Copy the records from the beginning through the line containing "[0, 237, 1280, 579]", substituting "mark" for each occurrence of "outline" and leaving everything else unchanged.

[BEGIN Records for the task]

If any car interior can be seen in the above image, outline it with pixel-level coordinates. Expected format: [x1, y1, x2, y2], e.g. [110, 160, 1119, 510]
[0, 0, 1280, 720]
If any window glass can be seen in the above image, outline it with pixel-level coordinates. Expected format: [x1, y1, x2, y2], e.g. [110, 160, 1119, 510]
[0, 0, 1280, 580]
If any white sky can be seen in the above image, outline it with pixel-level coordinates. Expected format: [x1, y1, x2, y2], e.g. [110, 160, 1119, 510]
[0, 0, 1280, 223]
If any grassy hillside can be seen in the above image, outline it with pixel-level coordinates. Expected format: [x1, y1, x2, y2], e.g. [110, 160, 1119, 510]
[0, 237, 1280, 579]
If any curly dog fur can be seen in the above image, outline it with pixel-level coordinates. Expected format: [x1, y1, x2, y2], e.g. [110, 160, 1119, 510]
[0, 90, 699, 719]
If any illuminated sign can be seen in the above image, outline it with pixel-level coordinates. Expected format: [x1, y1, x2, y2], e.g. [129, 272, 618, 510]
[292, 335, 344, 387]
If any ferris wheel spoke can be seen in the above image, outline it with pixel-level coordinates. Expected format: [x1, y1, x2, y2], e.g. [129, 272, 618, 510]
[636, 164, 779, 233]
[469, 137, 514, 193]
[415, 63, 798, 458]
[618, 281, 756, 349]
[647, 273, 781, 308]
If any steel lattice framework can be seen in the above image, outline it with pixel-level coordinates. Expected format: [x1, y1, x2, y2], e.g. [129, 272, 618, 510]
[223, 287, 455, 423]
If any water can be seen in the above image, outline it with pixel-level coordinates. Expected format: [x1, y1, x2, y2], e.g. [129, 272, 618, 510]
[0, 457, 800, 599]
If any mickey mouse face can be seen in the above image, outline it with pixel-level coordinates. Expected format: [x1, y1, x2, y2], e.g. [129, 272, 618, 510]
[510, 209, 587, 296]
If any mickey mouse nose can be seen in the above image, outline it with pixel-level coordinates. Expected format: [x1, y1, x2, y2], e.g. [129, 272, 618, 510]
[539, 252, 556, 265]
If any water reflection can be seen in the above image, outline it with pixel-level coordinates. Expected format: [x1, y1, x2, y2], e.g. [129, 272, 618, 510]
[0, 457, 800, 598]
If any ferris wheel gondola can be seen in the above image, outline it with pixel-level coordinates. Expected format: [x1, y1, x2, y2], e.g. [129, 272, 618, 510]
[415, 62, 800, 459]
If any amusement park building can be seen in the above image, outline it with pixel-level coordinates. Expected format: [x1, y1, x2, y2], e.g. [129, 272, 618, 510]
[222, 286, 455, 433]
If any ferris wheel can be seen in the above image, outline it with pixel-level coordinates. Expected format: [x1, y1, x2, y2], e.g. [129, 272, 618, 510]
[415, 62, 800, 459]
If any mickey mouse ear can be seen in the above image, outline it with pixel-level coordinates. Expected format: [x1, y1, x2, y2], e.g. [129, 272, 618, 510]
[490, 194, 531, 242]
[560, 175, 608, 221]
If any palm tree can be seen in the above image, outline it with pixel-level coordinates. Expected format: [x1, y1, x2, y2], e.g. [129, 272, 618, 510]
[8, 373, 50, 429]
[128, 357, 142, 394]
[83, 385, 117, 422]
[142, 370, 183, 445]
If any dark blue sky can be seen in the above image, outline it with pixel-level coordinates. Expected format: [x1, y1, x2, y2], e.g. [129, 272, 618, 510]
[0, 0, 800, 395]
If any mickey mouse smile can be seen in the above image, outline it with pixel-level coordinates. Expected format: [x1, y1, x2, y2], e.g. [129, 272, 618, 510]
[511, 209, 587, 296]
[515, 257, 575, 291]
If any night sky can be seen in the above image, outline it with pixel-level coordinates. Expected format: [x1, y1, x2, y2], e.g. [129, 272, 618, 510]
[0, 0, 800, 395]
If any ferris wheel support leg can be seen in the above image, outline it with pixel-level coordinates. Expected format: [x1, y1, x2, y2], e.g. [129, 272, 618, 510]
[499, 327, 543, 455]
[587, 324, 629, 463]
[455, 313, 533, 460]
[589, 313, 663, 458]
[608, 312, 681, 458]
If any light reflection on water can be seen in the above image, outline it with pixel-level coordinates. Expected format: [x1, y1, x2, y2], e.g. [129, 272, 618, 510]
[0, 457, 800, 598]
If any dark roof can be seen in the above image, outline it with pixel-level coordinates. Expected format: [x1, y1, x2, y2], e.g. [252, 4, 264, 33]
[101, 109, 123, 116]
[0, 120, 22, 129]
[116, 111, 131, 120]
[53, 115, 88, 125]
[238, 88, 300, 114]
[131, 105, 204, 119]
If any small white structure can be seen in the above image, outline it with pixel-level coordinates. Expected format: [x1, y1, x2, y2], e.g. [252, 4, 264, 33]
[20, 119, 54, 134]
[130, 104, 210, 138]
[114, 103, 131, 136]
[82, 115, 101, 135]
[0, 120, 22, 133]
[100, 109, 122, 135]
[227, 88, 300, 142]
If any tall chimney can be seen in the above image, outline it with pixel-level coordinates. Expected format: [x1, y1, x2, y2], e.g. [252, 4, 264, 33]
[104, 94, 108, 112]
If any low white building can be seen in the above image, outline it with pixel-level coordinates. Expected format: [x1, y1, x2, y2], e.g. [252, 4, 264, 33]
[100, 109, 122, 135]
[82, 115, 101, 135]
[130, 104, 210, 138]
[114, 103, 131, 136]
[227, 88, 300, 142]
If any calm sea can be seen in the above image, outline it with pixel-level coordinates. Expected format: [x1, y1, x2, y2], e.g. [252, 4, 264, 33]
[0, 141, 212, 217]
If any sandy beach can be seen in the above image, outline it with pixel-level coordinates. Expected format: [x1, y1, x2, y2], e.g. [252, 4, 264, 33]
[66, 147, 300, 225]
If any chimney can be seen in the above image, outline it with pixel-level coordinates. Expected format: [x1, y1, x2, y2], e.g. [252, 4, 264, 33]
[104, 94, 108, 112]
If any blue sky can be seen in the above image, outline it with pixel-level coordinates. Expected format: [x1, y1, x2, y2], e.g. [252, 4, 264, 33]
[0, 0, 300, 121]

[END Records for the task]

Finished task:
If any car interior can be seen in the above image, mark it with pixel-level coordinates. Expected format: [x1, y1, x2, y2], e.g. [110, 160, 1119, 510]
[0, 0, 1280, 720]
If any window glass can be seen in the above image, mark it with pixel-level coordinates. Expected format: [x1, y1, x2, y2], e.g. [110, 160, 1119, 510]
[0, 0, 1280, 580]
If any white sky can be seen in the above image, mark it with pixel-level coordinates. Expected format: [x1, y1, x2, y2], e.g. [110, 160, 1119, 510]
[0, 0, 1280, 223]
If any grassy hillside can be seen in the above image, mark it with pixel-level coordinates. Expected format: [x1, y1, x2, y2], e.g. [110, 160, 1119, 510]
[0, 237, 1280, 579]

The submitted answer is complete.